--- EXERCISE ---
Your answer must be the exact lines from the one holding "of the black" through the final line of the records below, both included, and nothing more.

--- Entries taken from a collection ---
====
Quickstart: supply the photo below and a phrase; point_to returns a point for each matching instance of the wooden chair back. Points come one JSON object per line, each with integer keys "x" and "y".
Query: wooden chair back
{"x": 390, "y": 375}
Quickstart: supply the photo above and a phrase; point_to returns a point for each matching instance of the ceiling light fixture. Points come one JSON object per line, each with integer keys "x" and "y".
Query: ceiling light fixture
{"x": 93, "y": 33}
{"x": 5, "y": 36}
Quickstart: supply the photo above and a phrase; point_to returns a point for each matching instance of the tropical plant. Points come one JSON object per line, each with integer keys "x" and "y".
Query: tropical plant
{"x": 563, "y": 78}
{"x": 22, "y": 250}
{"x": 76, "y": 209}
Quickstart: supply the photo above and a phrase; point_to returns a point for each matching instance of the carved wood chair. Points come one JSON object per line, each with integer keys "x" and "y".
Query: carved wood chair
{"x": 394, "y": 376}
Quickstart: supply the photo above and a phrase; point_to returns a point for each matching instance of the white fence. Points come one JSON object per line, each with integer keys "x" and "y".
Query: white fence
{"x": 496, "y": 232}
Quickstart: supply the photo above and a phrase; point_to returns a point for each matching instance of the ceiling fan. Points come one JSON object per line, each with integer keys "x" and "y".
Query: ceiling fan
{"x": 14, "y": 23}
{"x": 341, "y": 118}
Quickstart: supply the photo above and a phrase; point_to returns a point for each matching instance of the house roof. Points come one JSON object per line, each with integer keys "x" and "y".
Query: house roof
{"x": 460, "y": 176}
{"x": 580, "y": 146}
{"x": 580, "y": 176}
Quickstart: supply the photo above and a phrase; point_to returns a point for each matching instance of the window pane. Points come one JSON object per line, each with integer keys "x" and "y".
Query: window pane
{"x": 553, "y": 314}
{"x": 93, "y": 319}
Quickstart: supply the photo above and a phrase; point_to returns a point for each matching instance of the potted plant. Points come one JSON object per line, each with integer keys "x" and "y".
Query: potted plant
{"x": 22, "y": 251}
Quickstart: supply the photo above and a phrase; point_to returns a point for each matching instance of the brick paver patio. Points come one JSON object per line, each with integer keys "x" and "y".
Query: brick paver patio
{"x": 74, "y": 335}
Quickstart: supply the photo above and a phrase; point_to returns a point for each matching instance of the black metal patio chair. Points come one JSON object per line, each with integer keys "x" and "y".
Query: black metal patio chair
====
--- SOLUTION BELOW ---
Quickstart: supply the photo above and a phrase; point_to returns a point for each matching instance of the black metal patio chair. Points come one JSON object per line, each with integer keys "x" and "y".
Query: black metal patio chair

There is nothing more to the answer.